[Exercise task]:
Give back the part of the records that opens with the line containing "[mask] brown scale -> every instance" and runs through the end of the records, with "bokeh" replaced by "blurred" and nothing else changed.

[Data lines]:
============
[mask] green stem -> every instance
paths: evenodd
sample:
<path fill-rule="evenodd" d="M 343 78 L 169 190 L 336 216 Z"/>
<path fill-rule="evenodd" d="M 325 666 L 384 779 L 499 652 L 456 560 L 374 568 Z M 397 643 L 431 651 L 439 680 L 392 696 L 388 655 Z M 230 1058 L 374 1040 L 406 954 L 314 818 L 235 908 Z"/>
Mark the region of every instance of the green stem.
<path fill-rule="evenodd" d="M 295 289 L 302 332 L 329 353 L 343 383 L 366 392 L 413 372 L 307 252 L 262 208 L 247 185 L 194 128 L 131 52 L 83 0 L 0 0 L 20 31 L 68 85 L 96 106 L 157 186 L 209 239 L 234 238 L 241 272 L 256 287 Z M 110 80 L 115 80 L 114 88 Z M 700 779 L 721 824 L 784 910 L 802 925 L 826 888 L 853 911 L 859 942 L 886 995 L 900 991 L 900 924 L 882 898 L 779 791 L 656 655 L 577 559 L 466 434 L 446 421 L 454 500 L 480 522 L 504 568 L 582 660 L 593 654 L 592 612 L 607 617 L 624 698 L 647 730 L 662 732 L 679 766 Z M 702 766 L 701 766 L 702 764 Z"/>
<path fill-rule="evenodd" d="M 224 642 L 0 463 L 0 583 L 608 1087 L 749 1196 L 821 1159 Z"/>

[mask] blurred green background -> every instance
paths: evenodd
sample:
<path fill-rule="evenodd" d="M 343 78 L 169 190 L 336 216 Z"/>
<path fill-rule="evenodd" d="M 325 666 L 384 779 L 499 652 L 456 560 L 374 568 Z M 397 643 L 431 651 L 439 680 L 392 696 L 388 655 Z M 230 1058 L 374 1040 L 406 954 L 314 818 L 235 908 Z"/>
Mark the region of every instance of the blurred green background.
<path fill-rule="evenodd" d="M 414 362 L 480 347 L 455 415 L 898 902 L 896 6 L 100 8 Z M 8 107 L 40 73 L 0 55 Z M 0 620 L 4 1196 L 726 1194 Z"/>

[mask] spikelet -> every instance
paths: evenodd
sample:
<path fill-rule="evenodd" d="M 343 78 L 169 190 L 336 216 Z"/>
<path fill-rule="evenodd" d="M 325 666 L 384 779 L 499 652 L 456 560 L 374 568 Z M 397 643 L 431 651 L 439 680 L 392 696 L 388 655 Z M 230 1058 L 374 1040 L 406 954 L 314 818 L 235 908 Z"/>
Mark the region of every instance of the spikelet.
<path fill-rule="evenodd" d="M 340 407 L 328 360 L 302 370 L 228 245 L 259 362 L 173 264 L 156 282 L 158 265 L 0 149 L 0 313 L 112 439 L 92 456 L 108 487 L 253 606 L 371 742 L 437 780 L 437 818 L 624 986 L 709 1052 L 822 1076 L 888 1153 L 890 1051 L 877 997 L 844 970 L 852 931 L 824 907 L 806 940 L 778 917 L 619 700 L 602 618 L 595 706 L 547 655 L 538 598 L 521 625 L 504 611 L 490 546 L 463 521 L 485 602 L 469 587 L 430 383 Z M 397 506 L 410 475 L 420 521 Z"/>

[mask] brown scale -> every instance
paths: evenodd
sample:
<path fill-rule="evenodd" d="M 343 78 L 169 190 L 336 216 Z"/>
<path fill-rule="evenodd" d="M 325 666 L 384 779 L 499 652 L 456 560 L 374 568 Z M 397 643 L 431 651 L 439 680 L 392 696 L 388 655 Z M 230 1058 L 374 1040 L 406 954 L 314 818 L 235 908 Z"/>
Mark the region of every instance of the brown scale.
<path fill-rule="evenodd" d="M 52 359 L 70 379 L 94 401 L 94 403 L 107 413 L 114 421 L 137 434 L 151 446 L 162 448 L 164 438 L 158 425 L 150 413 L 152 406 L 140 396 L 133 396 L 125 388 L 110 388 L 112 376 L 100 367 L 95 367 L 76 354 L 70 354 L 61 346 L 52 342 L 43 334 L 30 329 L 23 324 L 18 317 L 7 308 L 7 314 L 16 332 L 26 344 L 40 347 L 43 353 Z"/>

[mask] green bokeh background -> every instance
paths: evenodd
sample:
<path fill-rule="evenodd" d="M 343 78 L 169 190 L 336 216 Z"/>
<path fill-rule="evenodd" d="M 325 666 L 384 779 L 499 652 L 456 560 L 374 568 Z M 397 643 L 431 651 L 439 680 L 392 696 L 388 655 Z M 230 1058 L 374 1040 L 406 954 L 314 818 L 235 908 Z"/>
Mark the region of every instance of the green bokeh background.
============
[Full response]:
[mask] brown scale -> every instance
paths: evenodd
sample:
<path fill-rule="evenodd" d="M 343 78 L 169 190 L 336 216 Z"/>
<path fill-rule="evenodd" d="M 325 666 L 384 779 L 499 652 L 456 560 L 374 568 Z M 397 643 L 431 651 L 439 680 L 392 696 L 388 655 Z M 230 1058 L 374 1040 L 406 954 L 314 818 L 235 908 Z"/>
Mark the region of every instance of the brown scale.
<path fill-rule="evenodd" d="M 52 359 L 70 379 L 94 401 L 94 403 L 107 413 L 114 421 L 137 434 L 151 446 L 162 448 L 164 438 L 158 425 L 150 413 L 152 406 L 140 396 L 133 396 L 125 388 L 110 388 L 112 376 L 100 367 L 95 367 L 76 354 L 70 354 L 61 346 L 52 342 L 43 334 L 30 329 L 23 324 L 18 317 L 7 308 L 7 314 L 16 332 L 26 344 L 40 347 L 43 353 Z"/>

[mask] green blurred background -> every instance
paths: evenodd
sample:
<path fill-rule="evenodd" d="M 343 78 L 169 190 L 336 216 Z"/>
<path fill-rule="evenodd" d="M 325 666 L 384 779 L 499 652 L 456 560 L 374 568 Z M 397 643 L 431 651 L 439 680 L 392 696 L 388 655 Z M 230 1058 L 374 1040 L 406 954 L 314 818 L 235 908 Z"/>
Mark the region of every instance of the green blurred background.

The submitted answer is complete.